[PROBLEM TO WORK ON]
Reproduce each of the following lines verbatim, leaving out the pictures.

◇ ◇ ◇ ◇ ◇

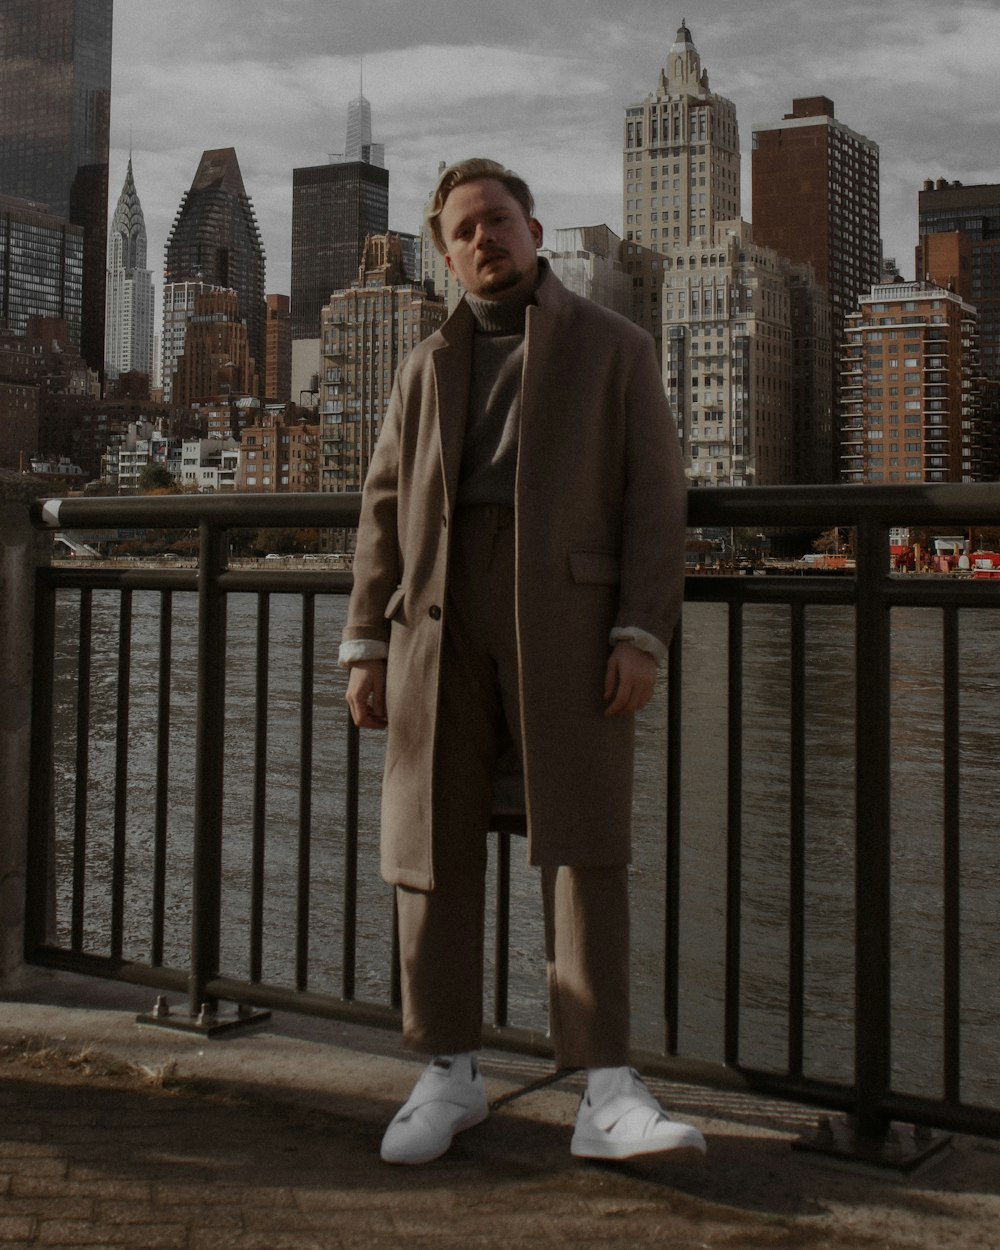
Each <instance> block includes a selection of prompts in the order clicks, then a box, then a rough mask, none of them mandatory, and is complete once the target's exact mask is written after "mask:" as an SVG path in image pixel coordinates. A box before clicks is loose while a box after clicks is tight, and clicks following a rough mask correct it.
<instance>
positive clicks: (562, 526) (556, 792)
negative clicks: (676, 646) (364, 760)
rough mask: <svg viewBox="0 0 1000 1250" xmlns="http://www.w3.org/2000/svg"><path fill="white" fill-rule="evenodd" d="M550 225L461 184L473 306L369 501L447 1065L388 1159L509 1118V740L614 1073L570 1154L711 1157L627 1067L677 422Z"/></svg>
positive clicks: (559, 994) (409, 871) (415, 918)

◇ ◇ ◇ ◇ ◇

[WRITTEN RESPONSE]
Each <instance> block includes a selection of prompts in the order clicks, then a box, then a rough mask, none of them mandatory, and is complete once the target's exact mask is written after "mask:" as an SVG path in image pixel coordinates. A box before clicks is loose while a box after clicks is tight, and clicks following a rough mask correct it.
<instance>
positive clicks: (562, 526) (556, 792)
negative clicks: (676, 646) (364, 760)
rough mask: <svg viewBox="0 0 1000 1250" xmlns="http://www.w3.org/2000/svg"><path fill="white" fill-rule="evenodd" d="M550 225L461 184L473 306L369 501L447 1065L388 1159L509 1118V740L614 1073L570 1154L711 1157L627 1067L677 422Z"/></svg>
positive clicks: (559, 994) (409, 871) (415, 918)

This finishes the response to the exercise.